What this task involves: Restrict the output to the lines below starting at the one that contains "Target: rubble on ground" and ending at the one that contains "point: upper story", and restate them word for word, both ends included.

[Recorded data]

______________________________

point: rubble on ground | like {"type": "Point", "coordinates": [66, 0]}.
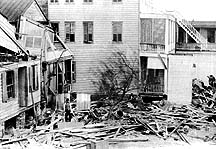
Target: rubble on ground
{"type": "Point", "coordinates": [129, 120]}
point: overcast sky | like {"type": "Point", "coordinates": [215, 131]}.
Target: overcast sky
{"type": "Point", "coordinates": [199, 10]}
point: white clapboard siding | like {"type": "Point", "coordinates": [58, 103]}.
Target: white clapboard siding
{"type": "Point", "coordinates": [102, 13]}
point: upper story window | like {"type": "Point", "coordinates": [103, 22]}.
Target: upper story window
{"type": "Point", "coordinates": [153, 31]}
{"type": "Point", "coordinates": [33, 42]}
{"type": "Point", "coordinates": [117, 31]}
{"type": "Point", "coordinates": [88, 32]}
{"type": "Point", "coordinates": [73, 71]}
{"type": "Point", "coordinates": [33, 77]}
{"type": "Point", "coordinates": [70, 31]}
{"type": "Point", "coordinates": [117, 0]}
{"type": "Point", "coordinates": [88, 1]}
{"type": "Point", "coordinates": [55, 26]}
{"type": "Point", "coordinates": [54, 1]}
{"type": "Point", "coordinates": [211, 36]}
{"type": "Point", "coordinates": [69, 1]}
{"type": "Point", "coordinates": [10, 83]}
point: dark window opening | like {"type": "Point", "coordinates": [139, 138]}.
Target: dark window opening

______________________________

Solved exercise:
Target: rubble on ground
{"type": "Point", "coordinates": [129, 120]}
point: overcast sky | like {"type": "Point", "coordinates": [215, 131]}.
Target: overcast sky
{"type": "Point", "coordinates": [199, 10]}
point: white clapboard siding | like {"type": "Point", "coordinates": [58, 103]}.
Target: white clapboard siding
{"type": "Point", "coordinates": [102, 13]}
point: upper story window | like {"type": "Point", "coordinates": [103, 22]}.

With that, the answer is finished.